━━━━━ TEXT PROVIDED ━━━━━
Bio-prospecting of cuttle fish waste and cow dung for the production of fibrinolytic enzyme from Bacillus cereus IND5 in solid state fermentation

• Published in: 3 Biotech Vol. 6; no. 2; pp. 231 - 13
• Main Authors: Biji, Gurupatham Devadhasan, Arun, Arumugaperumal, Muthulakshmi, Eswaran, Vijayaraghavan, Ponnuswamy, Arasu, Mariadhas Valan, Al-Dhabi, Naif Abdullah
• Format: Journal Article
• Language: English
• Published: Berlin/Heidelberg Springer Berlin Heidelberg 01.12.2016; Springer Nature B.V
• Subjects: Agriculture; Bacillus cereus; Bioinformatics; Biomaterials; Biotechnology; Cancer Research; Cardiovascular disease; Chemistry; Chemistry and Materials Science; Enzymes; Fermentation; Original; Original Article; Pharmacists; Raw materials; Stem Cells; Variables; Tamil Nadu India; India; Cow dung; Fibrinolytic enzyme; IND5; Solid state fermentation; Cuttle fish waste; Thrombolytic therapy; Bacillus cereus IND5
• ISSN: 2190-572X; 2190-5738
• DOI: 10.1007/s13205-016-0553-0

The process parameters governing the production of fibrinolytic enzyme in solid state fermentation employing Bacillus cereus IND5 and using cuttle fish waste and cow dung substrate were optimized. The pH value of the medium, moisture content, sucrose, casein and magnesium sulfate were considered for two-level full factorial design and pH, casein and magnesium sulfate were identified as the important factors for fibrinolytic enzyme production. Central composite design was applied to investigate the interactive effect among variables (pH, casein and magnesium sulfate) and response surface plots were created to find the pinnacle of process response. The optimized levels of factors were pH 7.8, 1.1% casein and 0.1% magnesium sulfate. Enzyme production was increased 2.5-fold after statistical approach. The enzyme was purified up to a specific activity of 364.5 U/g proteins and its molecular weight was 47 kDa. It was stable at pH 8.0 and was highly active at 50 °C. The mixture of cuttle fish waste and cow dung could find great application as solid substrate for the production of fibrinolytic enzyme.
━━━━━
PROBLEM →
Condense the paragraph beginning "The process parameters governing" in the fibrinolytic enzyme abstract above into a bulleted list that keeps its main findings and figures.
━━━━━ SUPPLIED RECORDS ━━━━━
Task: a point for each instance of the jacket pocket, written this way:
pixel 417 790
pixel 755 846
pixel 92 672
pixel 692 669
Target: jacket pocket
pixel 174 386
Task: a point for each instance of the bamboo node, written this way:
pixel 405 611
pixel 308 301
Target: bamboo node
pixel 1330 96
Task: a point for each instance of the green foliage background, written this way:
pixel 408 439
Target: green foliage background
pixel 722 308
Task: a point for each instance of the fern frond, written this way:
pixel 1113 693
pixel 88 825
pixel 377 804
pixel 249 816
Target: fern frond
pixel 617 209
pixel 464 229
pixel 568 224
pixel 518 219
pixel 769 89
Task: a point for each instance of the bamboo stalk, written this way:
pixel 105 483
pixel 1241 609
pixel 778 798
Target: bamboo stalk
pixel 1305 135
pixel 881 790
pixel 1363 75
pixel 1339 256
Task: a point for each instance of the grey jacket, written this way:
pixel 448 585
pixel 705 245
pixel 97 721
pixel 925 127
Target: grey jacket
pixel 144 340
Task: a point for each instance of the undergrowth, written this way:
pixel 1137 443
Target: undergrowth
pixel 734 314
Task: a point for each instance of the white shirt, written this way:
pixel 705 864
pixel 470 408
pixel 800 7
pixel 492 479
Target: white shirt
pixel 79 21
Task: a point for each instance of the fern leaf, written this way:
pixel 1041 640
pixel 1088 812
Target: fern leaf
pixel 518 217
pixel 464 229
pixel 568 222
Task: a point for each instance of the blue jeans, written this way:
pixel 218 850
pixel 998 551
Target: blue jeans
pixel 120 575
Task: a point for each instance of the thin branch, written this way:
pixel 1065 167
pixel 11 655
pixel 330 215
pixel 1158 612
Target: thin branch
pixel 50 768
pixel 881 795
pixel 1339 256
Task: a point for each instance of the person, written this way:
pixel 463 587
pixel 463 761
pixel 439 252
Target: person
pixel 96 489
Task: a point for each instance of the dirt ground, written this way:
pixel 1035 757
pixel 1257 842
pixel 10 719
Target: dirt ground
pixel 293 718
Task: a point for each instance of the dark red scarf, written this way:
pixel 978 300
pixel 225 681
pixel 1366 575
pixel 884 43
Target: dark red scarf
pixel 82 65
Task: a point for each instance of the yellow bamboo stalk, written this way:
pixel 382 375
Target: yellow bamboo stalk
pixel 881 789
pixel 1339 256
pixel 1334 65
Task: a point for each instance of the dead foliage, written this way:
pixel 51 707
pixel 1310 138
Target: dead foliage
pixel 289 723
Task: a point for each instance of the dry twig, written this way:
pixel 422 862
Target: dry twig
━━━━━
THE COMPLETED TASK →
- Production of fibrinolytic enzyme by Bacillus cereus IND5 in solid state fermentation, on a substrate of cuttle fish waste and cow dung, was optimized.
- A two-level full factorial design tested pH, moisture content, sucrose, casein and magnesium sulfate. It identified pH, casein and magnesium sulfate as the important factors.
- A central composite design examined how these three factors interact, and response surface plots located the peak response.
- The optimal levels were pH 7.8, 1.1% casein and 0.1% magnesium sulfate.
- After this statistical approach, enzyme production rose 2.5-fold.
- The purified enzyme had a specific activity of 364.5 U/g proteins and a molecular weight of 47 kDa.
- The enzyme was stable at pH 8.0 and highly active at 50 °C.
- The mixture of cuttle fish waste and cow dung could be widely used as a solid substrate for producing fibrinolytic enzyme.